§ PROBLEM TO SOLVE
Copy the rows from the first one through the line that contains "[630,612,826,893]", replacing "photograph" with "image" and leaving everything else unchanged.

start MATERIAL FOR THE TASK

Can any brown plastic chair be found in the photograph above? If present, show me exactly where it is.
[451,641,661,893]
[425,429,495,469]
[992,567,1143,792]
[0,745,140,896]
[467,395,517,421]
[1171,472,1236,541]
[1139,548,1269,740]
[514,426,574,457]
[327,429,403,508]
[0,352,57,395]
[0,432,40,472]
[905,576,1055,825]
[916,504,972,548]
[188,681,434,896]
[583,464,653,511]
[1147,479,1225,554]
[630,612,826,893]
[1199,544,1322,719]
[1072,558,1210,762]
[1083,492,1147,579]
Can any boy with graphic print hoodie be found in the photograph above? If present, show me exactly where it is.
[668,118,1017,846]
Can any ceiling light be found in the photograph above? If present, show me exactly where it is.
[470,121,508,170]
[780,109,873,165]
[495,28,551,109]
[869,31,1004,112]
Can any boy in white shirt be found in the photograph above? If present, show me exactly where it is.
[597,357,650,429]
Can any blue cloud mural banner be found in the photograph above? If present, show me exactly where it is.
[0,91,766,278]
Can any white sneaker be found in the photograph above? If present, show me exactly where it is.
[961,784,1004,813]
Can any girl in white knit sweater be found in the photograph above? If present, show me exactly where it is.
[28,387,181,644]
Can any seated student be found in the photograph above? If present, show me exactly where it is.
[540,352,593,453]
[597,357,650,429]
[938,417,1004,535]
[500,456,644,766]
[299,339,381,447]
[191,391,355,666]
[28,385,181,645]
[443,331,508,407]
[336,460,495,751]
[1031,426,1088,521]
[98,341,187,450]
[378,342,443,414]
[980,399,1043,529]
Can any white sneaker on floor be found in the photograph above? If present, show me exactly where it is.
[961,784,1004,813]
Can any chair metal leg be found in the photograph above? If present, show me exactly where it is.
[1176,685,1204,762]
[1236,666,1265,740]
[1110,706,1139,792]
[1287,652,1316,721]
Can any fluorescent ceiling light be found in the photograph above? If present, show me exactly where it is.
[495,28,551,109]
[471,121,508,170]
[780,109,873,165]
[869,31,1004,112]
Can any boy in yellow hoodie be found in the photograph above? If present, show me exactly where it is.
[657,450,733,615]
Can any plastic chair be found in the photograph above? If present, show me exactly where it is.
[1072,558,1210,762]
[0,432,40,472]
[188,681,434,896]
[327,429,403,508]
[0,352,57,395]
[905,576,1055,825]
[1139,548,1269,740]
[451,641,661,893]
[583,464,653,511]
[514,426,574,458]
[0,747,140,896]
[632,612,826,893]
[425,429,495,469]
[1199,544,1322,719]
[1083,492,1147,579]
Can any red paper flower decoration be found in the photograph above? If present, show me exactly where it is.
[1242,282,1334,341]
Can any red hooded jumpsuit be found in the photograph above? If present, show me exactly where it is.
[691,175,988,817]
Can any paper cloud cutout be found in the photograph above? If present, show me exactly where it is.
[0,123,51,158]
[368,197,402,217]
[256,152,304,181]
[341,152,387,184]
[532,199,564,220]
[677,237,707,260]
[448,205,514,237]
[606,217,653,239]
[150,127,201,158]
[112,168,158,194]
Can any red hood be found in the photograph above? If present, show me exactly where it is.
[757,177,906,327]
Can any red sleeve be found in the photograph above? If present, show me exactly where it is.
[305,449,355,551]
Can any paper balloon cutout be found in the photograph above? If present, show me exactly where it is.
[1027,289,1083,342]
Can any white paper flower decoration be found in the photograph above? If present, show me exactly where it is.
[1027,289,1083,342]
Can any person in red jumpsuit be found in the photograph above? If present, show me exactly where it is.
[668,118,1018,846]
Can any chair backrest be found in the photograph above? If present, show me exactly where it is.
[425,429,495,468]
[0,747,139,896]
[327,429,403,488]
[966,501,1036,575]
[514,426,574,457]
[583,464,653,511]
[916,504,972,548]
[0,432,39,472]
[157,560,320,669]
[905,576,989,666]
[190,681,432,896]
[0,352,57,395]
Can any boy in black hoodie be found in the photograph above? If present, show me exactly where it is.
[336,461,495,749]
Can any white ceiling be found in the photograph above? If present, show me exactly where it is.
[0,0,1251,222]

end MATERIAL FOR THE TASK

§ RESULT FOR THIS EXERCISE
Can any brown plastic chair be found in the image above? If present, show me exactly where it is.
[451,641,661,893]
[425,429,495,469]
[992,567,1143,792]
[0,745,140,896]
[467,395,517,421]
[1171,472,1236,541]
[1139,548,1269,740]
[514,426,574,457]
[327,429,403,508]
[0,352,57,395]
[0,432,40,472]
[905,576,1055,825]
[916,504,972,548]
[188,681,434,896]
[583,464,653,511]
[1147,479,1225,554]
[630,612,826,893]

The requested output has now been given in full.